TO-DO LIST:
1. Copy the Panhard Dyna Junior text from "The chassis and engine" to "powertrain from the Dyna X.", switching "sports car" to "roadster" throughout.
2. Pick up the Panhard Dyna Junior text after its final sentence and write a continuation of it.

TEXT PASSAGE:
——
The origins of the car in our Snapshot date to 1946 with a lightweight saloon designed by the engineer Jean Albert Grégoire and first exhibited as the AFG (Aluminium Français Grégoire) Dyna at the Paris Motor Show in that year.
Aware of postwar French austerity and government enthusiasm for expanding the strategically important aluminium industry, the Panhard company, which had in the 1930s made expensive six- and eight-cylinder saloons, purchased the rights to build the smaller Grégoire-designed car. This made them one of the most loyal followers of the Pons Plan that permitted and encouraged the manufacture of smaller cars.
The chassis and engine of the Dyna turned up in the Panhard Dyna Junior sports car first seen in 1951 and built by Panhard from 1952 to 1956. Slightly over 4,700 were built. In early 1951, Joseph Bell Ferguson, the brother of Harry Ferguson, approached Panhard with a proposal to build a small sports car for the American market. To reduce design costs and speed development the Dyna Junior was built with the chassis and front-wheel-drive powertrain from the Dyna X.
The Dyna Junior may have been a sports car, but it had little pretence to elegant styling. It was characterised by simple lines, and exterior decoration was limited to the grille inherited from the Dyna X. The car had exposed hinges on the trailing edge of the two passenger doors that opened “suicide”-style. There were no external door handles, so opening the door required reaching in through the sliding plastic side windows to reach the interior latch. There was likewise no external boot lid, with the rear storage compartment accessed by folding down the backrest of the two-place bench seat. The interior was spartan, with a single centre-mounted dial for the speedometer and a gearshift lever sprouting from the dashboard as in the Dyna X. The Dyna Junior was powered by an air-cooled two-cylinder OHV boxer engine of 745 cc, producing 33bhp at 5,000 rpm, giving a maximum speed of 75mph.
——
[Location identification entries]
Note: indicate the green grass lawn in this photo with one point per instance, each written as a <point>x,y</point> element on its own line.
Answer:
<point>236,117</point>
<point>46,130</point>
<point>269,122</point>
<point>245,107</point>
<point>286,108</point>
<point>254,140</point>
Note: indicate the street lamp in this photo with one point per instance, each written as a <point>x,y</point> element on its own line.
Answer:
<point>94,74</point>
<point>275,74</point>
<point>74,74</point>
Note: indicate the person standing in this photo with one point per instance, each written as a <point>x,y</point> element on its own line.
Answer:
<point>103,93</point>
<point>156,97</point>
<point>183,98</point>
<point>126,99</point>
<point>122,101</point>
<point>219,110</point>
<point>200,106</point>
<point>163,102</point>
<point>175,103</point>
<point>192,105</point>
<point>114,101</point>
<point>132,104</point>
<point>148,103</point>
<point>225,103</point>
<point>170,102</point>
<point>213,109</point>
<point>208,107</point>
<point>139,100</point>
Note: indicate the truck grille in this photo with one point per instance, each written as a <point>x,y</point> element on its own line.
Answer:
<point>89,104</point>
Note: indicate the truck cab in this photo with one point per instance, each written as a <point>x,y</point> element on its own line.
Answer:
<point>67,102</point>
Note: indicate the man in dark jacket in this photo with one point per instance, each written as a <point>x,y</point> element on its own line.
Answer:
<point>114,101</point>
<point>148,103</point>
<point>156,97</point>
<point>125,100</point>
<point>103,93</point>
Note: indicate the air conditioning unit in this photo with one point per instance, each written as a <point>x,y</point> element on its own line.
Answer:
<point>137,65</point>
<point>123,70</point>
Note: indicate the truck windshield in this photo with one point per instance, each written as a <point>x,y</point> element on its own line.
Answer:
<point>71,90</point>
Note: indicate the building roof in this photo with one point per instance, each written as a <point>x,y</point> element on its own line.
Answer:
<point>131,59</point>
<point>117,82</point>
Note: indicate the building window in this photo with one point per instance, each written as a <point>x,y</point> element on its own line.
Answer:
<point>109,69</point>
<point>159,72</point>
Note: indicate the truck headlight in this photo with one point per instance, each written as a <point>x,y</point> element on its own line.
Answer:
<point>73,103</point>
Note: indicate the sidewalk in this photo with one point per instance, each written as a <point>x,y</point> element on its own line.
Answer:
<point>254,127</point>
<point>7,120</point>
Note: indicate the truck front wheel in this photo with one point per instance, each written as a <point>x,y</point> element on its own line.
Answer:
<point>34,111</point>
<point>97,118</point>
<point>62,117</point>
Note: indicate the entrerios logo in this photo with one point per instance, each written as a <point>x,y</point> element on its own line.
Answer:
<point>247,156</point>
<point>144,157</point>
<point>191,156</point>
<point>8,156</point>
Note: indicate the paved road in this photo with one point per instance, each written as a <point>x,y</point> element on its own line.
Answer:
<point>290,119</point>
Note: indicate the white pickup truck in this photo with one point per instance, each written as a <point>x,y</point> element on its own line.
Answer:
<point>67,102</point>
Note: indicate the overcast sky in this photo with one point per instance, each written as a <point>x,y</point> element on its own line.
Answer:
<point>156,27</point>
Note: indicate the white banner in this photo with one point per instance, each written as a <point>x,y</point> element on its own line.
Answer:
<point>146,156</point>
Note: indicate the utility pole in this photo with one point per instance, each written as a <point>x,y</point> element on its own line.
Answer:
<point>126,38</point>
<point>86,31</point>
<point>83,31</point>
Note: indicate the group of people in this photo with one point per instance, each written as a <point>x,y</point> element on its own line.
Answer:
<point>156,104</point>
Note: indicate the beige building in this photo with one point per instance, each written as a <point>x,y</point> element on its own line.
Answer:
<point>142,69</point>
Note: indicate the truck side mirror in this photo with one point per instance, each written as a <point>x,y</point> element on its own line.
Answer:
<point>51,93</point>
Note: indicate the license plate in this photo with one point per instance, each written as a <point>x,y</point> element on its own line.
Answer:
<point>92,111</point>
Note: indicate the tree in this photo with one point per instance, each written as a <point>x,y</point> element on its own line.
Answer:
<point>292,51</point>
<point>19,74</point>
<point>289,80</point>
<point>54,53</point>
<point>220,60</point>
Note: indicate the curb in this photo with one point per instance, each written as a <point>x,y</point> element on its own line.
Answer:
——
EXERCISE RESPONSES:
1.
The chassis and engine of the Dyna turned up in the Panhard Dyna Junior roadster first seen in 1951 and built by Panhard from 1952 to 1956. Slightly over 4,700 were built. In early 1951, Joseph Bell Ferguson, the brother of Harry Ferguson, approached Panhard with a proposal to build a small roadster for the American market. To reduce design costs and speed development the Dyna Junior was built with the chassis and front-wheel-drive powertrain from the Dyna X.

2.
The Dyna Junior was simple, light and reasonably rapid – and thus ripe for the attentions of specialist coachbuilders. Enter, in 1953, the Swiss company Ghia-Aigle, which created two convertibles on the Dyna Junior for the 1953 Geneva Show; our Snapshot shows one of them. Ghia-Aigle was founded in 1948 as Carrosserie Ghia S.A. in Aigle, Switzerland, by P. P. Filippi of Turin. It originally operated as a subsidiary of Carrozzeria Ghia, becoming independent in 1953 and temporarily located between 1954 and 1958 in Lugano. Ghia-Aigle designers were mainly from Ghia, including Mario Boano (1948–51), Giovanni Michelotti (1948–57), and Pietro Frua (1957–60). Our example was created by Michelotti. The photograph and its original caption prove that the car was entered in a genuine Concours d’Elégance: the make, model and designer were briefly mentioned, but so was the Haute Couture: “White outfit with large black hat.”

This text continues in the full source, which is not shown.